EXTRACTED TEXT »
The critical role of Bach2 in regulating type 2 chronic airway inflammation.

Author information

Department of Immunology, Graduate School of Medicine, Ehime University, Shitsukawa, Toon, Ehime, Japan.
Translational Research Center, Ehime University Hospital, Shitsukawa, Toon, Ehime, Japan.
Division of Immune Regulation, Department of Proteo-Inovation, Proteo-Science Center, Ehime University, Toon City, Ehime, Japan.


Although Bach2 (broad complex-tramtrack-bric a brac and Cap'n'collar homology 2) plays an important role in regulating Th2 cell differentiation and type 2 immune responses, the underlying molecular mechanisms remain unclear. Our current studies demonstrate that Bach2 associates with Batf (basic leucine zipper transcription factor ATF-like) family transcription factors and binds to the regulatory regions of the Th2 cytokine gene loci. The Bach2-Batf complex antagonizes the recruitment of the interferon regulatory factor 4 (Irf4)-containing Batf complex to activator protein 1 (AP-1) motifs in the Th2 cytokine gene locus and suppresses Th2 cytokine production and/or Th2 cell differentiation. The deletion of Batf ameliorated the spontaneous development of type 2 airway inflammation that is found in mice with Bach2 deficiency specifically in T cells. Interestingly, Bach2 regulates Batf and Batf3 expression via two distinct pathways. First, the Bach2-Batf complex directly binds to the Batf and Batf3 gene loci and reduces transcription by interfering with the Batf-Irf4 complex. Second, Bach2 suppresses interleukin 4 (IL-4)-induced augmentation of Batf and Batf3 expression through the regulation of IL-4 production. These findings suggest that IL-4 and Batf family transcription factors form a positive feedback amplification loop to induce Th2 cell differentiation and that Bach2-Batf interactions block the formation of this amplification loop. Furthermore, we found that reductions in Bach2 confer an innate immunological function on CD4 T cells to induce antigen-independent cytokine production. Some Bach2-deficient lung CD4 T cells showed characteristic features similar to pathogenic Th2 cells, including IL-33 receptor expression and IL-33-dependent Th2 cytokine production. These results suggest a critical role for Bach2 in regulating Th2 cell differentiation and the subsequent onset of chronic type 2 inflammation.

EXPLORE THE MATERIAL »
1: In the abstract on Bach2 and airway inflammation, what did the deletion of Batf ameliorate?
2: How would the Bach2 abstract read, starting with "Department of Immunology, Graduate" and going on through "City, Ehime, Japan.", if you change every "Ehime University" to "Ehime Univ."?

GIVEN RECORDS »

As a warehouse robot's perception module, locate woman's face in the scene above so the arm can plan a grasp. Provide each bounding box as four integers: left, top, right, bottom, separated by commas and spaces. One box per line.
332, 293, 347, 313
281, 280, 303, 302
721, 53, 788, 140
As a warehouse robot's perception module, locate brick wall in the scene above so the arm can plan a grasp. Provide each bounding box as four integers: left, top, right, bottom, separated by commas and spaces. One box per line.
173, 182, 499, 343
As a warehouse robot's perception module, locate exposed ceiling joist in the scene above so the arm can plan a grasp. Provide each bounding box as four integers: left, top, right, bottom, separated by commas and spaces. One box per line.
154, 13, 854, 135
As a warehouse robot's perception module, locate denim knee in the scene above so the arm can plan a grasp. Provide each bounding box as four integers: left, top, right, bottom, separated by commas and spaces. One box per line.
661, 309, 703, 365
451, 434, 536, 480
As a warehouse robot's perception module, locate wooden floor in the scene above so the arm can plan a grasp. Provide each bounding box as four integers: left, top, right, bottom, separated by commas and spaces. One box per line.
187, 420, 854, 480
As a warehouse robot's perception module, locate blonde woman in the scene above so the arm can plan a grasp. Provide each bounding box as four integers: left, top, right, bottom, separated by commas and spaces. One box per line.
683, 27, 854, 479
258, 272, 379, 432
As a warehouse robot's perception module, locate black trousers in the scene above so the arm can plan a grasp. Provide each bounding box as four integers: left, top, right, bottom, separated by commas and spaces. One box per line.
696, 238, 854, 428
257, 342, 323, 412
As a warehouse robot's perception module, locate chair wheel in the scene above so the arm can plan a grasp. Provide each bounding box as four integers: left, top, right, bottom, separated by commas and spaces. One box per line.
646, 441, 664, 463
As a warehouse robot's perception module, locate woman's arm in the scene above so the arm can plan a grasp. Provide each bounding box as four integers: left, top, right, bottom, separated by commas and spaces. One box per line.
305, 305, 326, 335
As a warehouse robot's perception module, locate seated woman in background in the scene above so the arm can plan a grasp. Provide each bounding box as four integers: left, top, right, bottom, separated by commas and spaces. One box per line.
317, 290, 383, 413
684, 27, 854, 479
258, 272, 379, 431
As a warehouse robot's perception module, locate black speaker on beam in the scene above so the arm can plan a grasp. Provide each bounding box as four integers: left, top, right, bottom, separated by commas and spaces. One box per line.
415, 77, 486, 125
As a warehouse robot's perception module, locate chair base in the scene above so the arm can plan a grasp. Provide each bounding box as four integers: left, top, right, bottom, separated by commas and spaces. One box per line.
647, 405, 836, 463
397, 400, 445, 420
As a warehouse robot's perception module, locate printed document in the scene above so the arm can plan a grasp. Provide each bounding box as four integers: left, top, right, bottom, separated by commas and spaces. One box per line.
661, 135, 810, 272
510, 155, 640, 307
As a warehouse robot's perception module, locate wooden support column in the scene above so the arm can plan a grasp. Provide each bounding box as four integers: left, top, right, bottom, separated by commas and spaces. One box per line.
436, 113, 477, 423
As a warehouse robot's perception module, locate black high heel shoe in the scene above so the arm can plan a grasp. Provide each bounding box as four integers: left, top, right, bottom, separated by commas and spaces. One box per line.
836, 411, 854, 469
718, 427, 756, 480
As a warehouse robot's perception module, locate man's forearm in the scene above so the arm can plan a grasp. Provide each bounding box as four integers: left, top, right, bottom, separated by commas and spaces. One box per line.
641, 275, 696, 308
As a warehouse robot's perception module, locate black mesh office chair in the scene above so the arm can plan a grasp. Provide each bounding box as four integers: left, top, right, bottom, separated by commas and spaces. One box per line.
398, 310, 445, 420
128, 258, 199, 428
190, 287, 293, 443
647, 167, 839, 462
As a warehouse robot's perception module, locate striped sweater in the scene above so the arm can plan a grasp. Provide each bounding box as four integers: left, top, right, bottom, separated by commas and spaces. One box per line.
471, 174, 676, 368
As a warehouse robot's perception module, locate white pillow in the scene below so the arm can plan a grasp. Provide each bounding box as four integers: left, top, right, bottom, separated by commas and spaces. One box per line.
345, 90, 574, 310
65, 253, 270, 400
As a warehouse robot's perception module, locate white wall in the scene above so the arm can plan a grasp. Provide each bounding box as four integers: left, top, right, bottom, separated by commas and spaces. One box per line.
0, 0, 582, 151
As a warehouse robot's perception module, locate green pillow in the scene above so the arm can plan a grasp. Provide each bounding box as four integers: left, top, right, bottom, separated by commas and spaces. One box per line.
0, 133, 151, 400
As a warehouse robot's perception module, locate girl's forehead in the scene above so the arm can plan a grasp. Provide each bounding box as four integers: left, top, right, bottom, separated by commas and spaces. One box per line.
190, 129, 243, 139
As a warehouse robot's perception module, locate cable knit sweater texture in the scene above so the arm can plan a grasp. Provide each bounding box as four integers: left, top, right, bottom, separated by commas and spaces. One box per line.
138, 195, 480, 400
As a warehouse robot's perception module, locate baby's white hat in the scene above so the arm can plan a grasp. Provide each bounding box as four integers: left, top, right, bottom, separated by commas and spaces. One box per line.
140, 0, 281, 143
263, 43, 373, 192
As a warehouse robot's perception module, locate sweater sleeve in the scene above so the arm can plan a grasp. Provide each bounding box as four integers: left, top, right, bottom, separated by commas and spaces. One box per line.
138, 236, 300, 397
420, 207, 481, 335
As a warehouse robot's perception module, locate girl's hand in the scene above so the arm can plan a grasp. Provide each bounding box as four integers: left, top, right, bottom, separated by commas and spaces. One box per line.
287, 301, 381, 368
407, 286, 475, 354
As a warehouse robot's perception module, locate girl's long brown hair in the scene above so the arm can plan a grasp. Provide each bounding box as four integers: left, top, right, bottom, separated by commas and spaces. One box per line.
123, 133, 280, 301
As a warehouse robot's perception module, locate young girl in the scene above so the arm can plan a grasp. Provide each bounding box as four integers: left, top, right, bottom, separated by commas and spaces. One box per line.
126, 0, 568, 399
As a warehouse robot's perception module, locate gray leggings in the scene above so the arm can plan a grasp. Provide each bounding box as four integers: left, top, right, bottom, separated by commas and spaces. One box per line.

ANSWER SET »
1: It ameliorated the spontaneous development of type 2 airway inflammation found in mice with Bach2 deficiency specifically in T cells.

2:
Department of Immunology, Graduate School of Medicine, Ehime Univ., Shitsukawa, Toon, Ehime, Japan.
Translational Research Center, Ehime Univ. Hospital, Shitsukawa, Toon, Ehime, Japan.
Division of Immune Regulation, Department of Proteo-Inovation, Proteo-Science Center, Ehime Univ., Toon City, Ehime, Japan.